§ **Excerpted text**
Maid: Hard Work, Low Pay, and a Mother’s Will to Survive by Stephanie Land – There’s been chatter about this book, pitched as Evicted meets Nickel and Dimed, since last summer when it was chosen as one of Book Expo’s Editor’s Buzz titles. In it, Stephanie Land writes about working as a housekeeper while going to college and writing at night, trying to build a better life for her daughter. It’s a book about what it’s like to be a member of the working poor, and what Land saw in “the underbelly of upper-middle class America.”

Further Reading: Land published an essay adapted from the book in the New York Times about one of her clients, an elderly woman dying of cancer. This Q&A with Bookselling This Week was also a good, especially if you’re interested in some behind the scenes about how a book is published.

The Heartbeat of Wounded Knee: Native America from 1890 to the Present by David Treuer – Most histories of Native Americans tend to stop around 1890 with the massacre at Wounded Knee, assuming that Native culture and civilization also ended. In this book David Treuer, an Ojibwe tribe member and anthropologist, shares a different narrative about how these cultures survived because of struggles “to preserve their language, their traditions, their families, and their very existence.”

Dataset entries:
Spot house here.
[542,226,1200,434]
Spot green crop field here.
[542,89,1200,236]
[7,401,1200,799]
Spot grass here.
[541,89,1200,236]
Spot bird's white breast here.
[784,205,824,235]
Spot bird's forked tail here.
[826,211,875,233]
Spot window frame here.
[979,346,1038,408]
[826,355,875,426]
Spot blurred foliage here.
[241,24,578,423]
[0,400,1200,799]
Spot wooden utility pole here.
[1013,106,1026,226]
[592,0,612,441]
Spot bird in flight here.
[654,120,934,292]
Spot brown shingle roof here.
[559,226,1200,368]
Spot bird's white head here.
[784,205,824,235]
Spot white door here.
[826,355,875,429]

§ **Task A**
In the book notes, check whether each statement agrees with the text: (i) Maid was chosen as one of Book Expo's Editor's Buzz titles; (ii) Land's New York Times essay concerns a client who was a young mother; (iii) David Treuer is an Ojibwe tribe member and anthropologist. For each, answer yes or no and quote the words that decide it.
§ **Task B**
Return the passage of the book notes that begins at the words "Further Reading: Land" and stops after "book is published.", copied verbatim.

§ **Exercise response A**
(i) Yes: "since last summer when it was chosen as one of Book Expo’s Editor’s Buzz titles"
(ii) No: "about one of her clients, an elderly woman dying of cancer"
(iii) Yes: "David Treuer, an Ojibwe tribe member and anthropologist"

§ **Exercise response B**
Further Reading: Land published an essay adapted from the book in the New York Times about one of her clients, an elderly woman dying of cancer. This Q&A with Bookselling This Week was also a good, especially if you’re interested in some behind the scenes about how a book is published.